Compito assegnato A >> Stabilisci se ciascuna affermazione concorda con il brano su Carlo I d’Asburgo. Rispondi sì o no e cita alla lettera le parole del brano che lo decidono: (i) Carlo I fu amato dai soldati; (ii) la moglie Zita viene definita austriaca; (iii) gli Stati dell’Unione europea hanno inserito nella Convenzione il riferimento alle radici cristiane.
Compito assegnato B >> Per favore, prosegui il brano su Carlo I d’Asburgo a partire dalla sua ultima frase.

Osteggiato e incompreso dagli altri governanti, blandito dalla massoneria internazionale, abbandonato dai più stretti collaboratori, tacciato di essere inesperto stratega e succube di una moglie italiana – Zita di Borbone-Parma –, che avrebbe peraltro tradito con una misteriosa amante, fu al contrario amato dal suo popolo, dalla gente comune, dai soldati con cui condivideva disagi e pericoli. Un uomo oggetto di così contrastanti sentimenti poteva essere solo un santo, uno diventato, sulle orme di Cristo, segno di contraddizione. E modello di santità Carlo I d’Asburgo è ora per la Chiesa universale, dopo un lungo iter servito a dissipare ogni ombra e a riconoscere invece le virtù eroiche del personaggio. Non a caso, proprio quando gli Stati dell’Unione europea hanno omesso di inserire nella Convenzione il dovuto riferimento alle radici cristiane della nuova Europa, la Chiesa invita a guardare a una figura che ha raccolto l’eredità di quel sacro romano impero che aveva unificato il Vecchio Continente col vincolo della fede cristiana.

Dati archiviati >>
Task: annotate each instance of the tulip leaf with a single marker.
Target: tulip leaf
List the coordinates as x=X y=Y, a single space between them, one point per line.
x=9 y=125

Risposta al compito A >>
(i) Sì: «fu al contrario amato dal suo popolo, dalla gente comune, dai soldati con cui condivideva disagi e pericoli».
(ii) No: «succube di una moglie italiana – Zita di Borbone-Parma –».
(iii) No: «gli Stati dell’Unione europea hanno omesso di inserire nella Convenzione il dovuto riferimento alle radici cristiane della nuova Europa».

Risposta al compito B >>
Dalla mole enorme di documenti utilizzati per il processo canonico, emerge l’identikit di un uomo saggio, ispirato e lungimirante, instancabile promotore di bene e di pace per i popoli che sentiva essergli stati affidati da Dio, nonché sposo e padre esemplare, capace di rinunciare anche al trono legittimo pur di evitare una inutile guerra civile. Un sovrano che, mentre si sforzava di tutelare i diritti della Chiesa, far osservare le sue leggi e promuovere l’evangelizzazione del suo popolo (senza trascurare i soldati al fronte e i prigionieri di guerra), nutriva profondo rispetto anche per le confessioni non cattoliche e non cristiane presenti nell’impero. E che non temette di diventare impopolare presso una parte dell’esercito, vietando un’usanza in contrasto con la morale cristiana come il duello. Se fin dall’infanzia s’era prodigato per i bisognosi, da imperatore elaborò un programma sociale completo. Primo al mondo a nominare un ministro per gli Affari sociali, s’impegnò nella tutela dei giovani, nel diritto di famiglia e in quello del lavoro, nella previdenza sociale e nel progetto di Camere del lavoro: iniziative le cui strutture fondamentali permangono tuttora.
Ma troppo violenta fu la tempesta abbattutasi sull’impero austro-ungarico, e troppo breve il suo regno, perché fosse evitabile il fallimento. Fra l’altro, se avesse potuto conservare il trono, Carlo avrebbe introdotto nella Costituzione una modifica che riservasse al solo popolo la responsabilità di dichiarar guerra o di trattare la pace: si rendeva conto infatti che la guerra moderna, rispetto a quella di un tempo condotta mediante eserciti mercenari, coinvolgeva irrimediabilmente tutti, anche le popolazioni inermi. Ed era convinto che un popolo, attaccato ingiustamente, si sarebbe comunque difeso, ma anche che col suo buon senso avrebbe saputo allontanare lo spettro di un conflitto.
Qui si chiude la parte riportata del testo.